— Prompt —
Give back the material that follows, identical in every line.

+-------+

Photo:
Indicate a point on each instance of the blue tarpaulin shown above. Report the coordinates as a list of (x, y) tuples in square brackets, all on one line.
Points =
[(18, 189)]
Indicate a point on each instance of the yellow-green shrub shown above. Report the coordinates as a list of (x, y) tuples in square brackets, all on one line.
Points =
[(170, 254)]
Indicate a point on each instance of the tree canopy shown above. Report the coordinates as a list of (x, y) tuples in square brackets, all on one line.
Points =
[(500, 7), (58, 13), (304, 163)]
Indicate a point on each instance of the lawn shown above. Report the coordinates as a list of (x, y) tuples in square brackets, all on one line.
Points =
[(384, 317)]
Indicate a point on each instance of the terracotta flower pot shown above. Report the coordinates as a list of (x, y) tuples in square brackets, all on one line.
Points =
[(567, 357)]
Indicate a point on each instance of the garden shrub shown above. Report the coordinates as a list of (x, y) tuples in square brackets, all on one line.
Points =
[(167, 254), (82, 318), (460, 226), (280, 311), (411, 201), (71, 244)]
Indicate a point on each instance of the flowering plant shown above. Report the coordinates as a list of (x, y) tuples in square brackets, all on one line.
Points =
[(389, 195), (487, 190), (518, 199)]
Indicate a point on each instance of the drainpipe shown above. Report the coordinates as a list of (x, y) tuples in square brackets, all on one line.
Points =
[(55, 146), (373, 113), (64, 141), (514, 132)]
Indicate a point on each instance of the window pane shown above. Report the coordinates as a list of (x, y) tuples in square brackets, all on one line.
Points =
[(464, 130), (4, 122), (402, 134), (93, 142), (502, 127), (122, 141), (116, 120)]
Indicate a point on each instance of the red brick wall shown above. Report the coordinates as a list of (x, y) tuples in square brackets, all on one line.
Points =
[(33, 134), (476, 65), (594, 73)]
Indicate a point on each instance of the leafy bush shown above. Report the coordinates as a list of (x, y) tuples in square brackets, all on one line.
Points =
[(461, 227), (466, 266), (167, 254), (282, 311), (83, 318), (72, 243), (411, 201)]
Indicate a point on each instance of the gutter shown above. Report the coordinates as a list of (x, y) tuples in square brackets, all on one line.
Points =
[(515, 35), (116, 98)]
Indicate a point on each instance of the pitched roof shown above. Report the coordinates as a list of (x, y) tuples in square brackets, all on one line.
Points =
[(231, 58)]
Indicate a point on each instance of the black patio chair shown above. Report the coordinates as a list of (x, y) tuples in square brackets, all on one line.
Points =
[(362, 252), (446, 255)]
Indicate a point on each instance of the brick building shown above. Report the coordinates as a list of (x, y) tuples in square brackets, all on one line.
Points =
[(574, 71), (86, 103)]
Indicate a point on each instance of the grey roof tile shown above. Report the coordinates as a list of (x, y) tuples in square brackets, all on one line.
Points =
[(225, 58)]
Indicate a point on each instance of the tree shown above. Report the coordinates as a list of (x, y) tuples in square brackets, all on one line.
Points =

+-------+

— Task output —
Photo:
Indicate a point on each instance of the blue tarpaulin shown above. Report the coordinates as a list of (x, y) tuples in square brackets, all on one line.
Points =
[(18, 189)]
Indicate a point on each instance of the yellow-green shrub shown above. Report the coordinates as a list of (x, y) tuples in square brackets, all on one line.
Points =
[(170, 254)]
Indicate a point on each instance of the tree canopy shown above. Report the coordinates as a list of (x, y) tuples in square brackets, all on one line.
Points =
[(500, 7), (58, 13), (304, 163)]
Indicate a point on each instance of the lawn shown above. Report the coordinates as a list of (x, y) tuples in square brackets, all on one line.
Points =
[(384, 317)]
Indicate a point on each instance of the terracotta flower pot shown above. Report the coordinates as a list of (x, y) tuples in square brackets, all on one line.
Points =
[(567, 357)]
Indicate a point on each instance of the garden shrub shown above. Report the coordinates as a list of (x, y) tuples in square brackets, all on one line.
Points =
[(167, 254), (82, 318), (460, 226), (280, 311), (411, 201), (71, 244)]
Indicate a point on each instance of the flowering plant shown above. Report the coordinates as a list of (x, y) tuples in square brackets, all on one line.
Points =
[(389, 195), (487, 190), (518, 199)]
Indicate a point on each instance of the drainpipe shown above. Report the coordinates as a list of (x, y) tuples in square brackets, all on one line.
Points =
[(55, 146), (373, 113), (64, 141), (514, 132)]
Indicate a point on each instance of the window pane shown above. Report the coordinates as a list of (x, y) tuples in square brackets, all on one line.
Points =
[(464, 130), (4, 122), (402, 134), (93, 142), (502, 127), (122, 141), (116, 120)]
Indicate a point on each instance of the red brick wall shown above. Report the coordinates as a list of (x, y) tuples in square brackets, all on one line.
Points =
[(33, 134), (476, 65), (594, 73)]
Indicate a point on each instance of the leafy bush shown above. Report the coordinates as a list of (x, y) tuples in square brackets, all on one line.
Points =
[(461, 227), (466, 266), (167, 254), (282, 311), (83, 318), (72, 243), (411, 201)]
Indicate a point on each instance of the gutter shown above. Report the coordinates as a list of (x, y) tuples in square brackets, all on one line.
Points =
[(515, 35), (116, 98)]
Indicate a point on each instance of the pitched roof shown above. Report the coordinates as a list of (x, y) tuples in square brackets, all on one line.
Points =
[(231, 58)]
Indicate a point on each instance of the black patio chair shown above. Report the coordinates as a list of (x, y) tuples in square brackets, all on one line.
Points =
[(362, 252), (446, 255)]
Indicate a point on each instance of the brick building shown above. Report the coordinates as a list of (x, y) tuples in square brackets, all on one line.
Points =
[(574, 71), (86, 103)]
Indicate a point on each instance of the grey roof tile shown above. Report the coordinates as a list of (x, y) tuples in square brackets, all on one line.
Points =
[(225, 58)]
Indicate a point on each instance of the tree shown above. Report the coordinates as a list of (x, y) tuples in square brackets, all on one line.
Points =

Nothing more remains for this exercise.